▶ [Deine Aufgabe] Wie viele Zeilen der Datensätze unten enthalten das Wort „figurine“? Antworte nur mit der Zahl.

========

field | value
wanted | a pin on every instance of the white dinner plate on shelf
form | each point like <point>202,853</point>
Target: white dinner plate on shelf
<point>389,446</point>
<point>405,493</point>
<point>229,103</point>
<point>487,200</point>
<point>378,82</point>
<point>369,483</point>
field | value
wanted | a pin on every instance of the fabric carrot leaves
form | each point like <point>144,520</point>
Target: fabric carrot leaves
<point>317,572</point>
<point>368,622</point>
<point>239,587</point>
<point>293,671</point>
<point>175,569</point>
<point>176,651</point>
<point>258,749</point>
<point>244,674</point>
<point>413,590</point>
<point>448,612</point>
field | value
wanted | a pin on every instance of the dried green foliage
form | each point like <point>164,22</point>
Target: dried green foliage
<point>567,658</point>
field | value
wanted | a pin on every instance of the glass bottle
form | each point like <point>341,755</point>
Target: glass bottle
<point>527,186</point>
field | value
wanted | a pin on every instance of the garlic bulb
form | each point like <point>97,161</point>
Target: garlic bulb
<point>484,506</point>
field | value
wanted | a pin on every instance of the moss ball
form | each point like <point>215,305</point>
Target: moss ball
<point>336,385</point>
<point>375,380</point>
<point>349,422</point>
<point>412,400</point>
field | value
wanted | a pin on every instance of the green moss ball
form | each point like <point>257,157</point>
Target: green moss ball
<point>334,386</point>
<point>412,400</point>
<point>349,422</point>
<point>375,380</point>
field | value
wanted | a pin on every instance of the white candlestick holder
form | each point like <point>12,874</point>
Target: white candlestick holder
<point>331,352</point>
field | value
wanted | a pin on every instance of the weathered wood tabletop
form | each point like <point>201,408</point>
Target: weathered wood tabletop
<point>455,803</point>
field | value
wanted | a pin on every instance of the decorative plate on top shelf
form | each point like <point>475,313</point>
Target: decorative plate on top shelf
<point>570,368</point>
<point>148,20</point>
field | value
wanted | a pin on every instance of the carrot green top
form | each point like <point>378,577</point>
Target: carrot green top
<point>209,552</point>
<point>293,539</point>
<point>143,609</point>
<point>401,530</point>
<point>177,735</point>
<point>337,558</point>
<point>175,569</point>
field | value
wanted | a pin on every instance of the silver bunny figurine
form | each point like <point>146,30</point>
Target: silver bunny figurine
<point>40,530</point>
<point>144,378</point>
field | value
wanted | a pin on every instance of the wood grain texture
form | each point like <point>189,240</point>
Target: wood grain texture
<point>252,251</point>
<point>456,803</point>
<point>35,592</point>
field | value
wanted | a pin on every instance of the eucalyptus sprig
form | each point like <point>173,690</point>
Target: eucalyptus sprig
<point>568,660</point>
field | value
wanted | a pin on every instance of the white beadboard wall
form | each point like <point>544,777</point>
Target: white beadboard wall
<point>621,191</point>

========

▶ [Lösung der Aufgabe] 2